■ WHAT YOU SHOULD DO
Pull out every line of the items below that contains the string "rough". Treat uppercase and lowercase as different.

[Segmentation mask data]
• • • • •

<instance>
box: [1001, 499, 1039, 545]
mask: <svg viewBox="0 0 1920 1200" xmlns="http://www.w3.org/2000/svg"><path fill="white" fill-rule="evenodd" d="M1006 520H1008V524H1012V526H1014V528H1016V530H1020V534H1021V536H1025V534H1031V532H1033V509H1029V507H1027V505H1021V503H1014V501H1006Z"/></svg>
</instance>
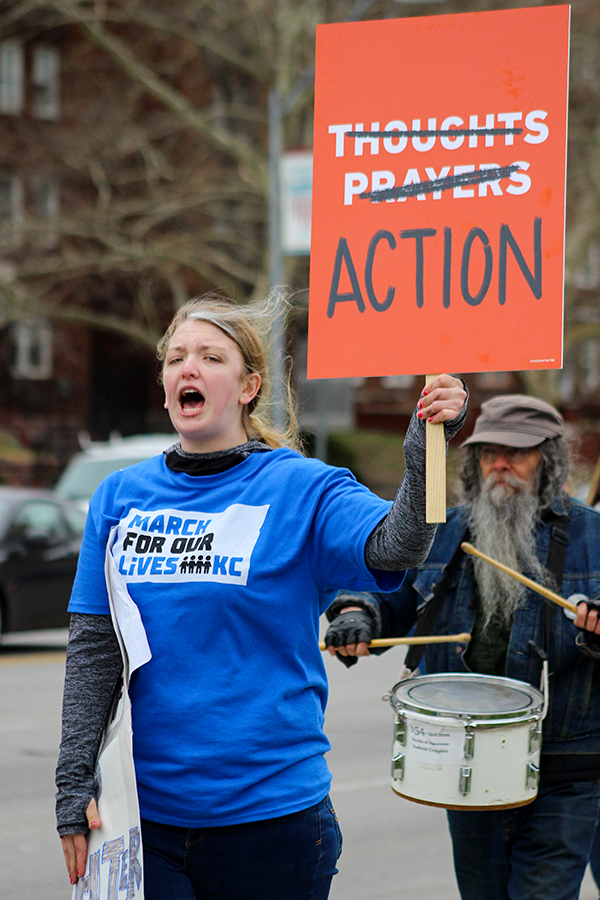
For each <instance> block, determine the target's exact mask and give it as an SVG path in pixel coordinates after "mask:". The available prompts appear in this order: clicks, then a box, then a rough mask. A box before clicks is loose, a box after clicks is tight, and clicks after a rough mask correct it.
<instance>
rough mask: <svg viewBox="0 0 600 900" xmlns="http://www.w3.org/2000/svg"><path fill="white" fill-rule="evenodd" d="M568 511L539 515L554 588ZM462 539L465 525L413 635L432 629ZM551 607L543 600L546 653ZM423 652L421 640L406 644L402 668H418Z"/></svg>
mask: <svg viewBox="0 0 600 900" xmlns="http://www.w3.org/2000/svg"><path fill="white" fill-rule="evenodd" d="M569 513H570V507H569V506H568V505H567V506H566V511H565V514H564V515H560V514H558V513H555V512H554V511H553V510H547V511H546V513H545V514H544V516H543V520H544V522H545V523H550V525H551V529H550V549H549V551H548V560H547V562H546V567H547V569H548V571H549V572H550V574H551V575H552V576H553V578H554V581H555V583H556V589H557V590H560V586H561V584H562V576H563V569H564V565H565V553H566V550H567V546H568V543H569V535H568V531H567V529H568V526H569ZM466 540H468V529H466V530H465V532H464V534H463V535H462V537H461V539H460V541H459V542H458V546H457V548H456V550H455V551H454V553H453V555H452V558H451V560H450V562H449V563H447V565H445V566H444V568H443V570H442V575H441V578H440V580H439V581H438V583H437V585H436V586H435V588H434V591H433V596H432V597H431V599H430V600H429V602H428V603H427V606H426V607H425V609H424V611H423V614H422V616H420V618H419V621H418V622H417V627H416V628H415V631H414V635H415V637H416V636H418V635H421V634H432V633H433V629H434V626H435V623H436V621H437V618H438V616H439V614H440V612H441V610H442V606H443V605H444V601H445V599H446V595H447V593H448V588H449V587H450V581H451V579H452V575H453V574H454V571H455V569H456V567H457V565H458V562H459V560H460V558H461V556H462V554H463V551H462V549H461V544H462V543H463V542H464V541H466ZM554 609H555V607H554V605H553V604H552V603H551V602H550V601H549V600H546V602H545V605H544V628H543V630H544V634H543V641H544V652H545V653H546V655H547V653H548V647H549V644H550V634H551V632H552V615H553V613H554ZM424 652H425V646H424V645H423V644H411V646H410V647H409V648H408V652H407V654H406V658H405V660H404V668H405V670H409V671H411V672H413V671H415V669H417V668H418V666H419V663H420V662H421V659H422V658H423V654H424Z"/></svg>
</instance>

• • • • •

■ THE ANSWER
For each <instance> block, determine the target's exact mask and give it as an SVG path in pixel coordinates after "mask:". The available prompts appear in this order: clicks, then a box, then a rough mask. A box before clicks is loose, a box after clicks is tight, and clicks after a rough mask correct it.
rough mask: <svg viewBox="0 0 600 900" xmlns="http://www.w3.org/2000/svg"><path fill="white" fill-rule="evenodd" d="M568 511L539 515L554 588ZM462 539L465 525L413 635L432 629ZM551 607L543 600L546 653ZM423 652L421 640L406 644L402 668H418Z"/></svg>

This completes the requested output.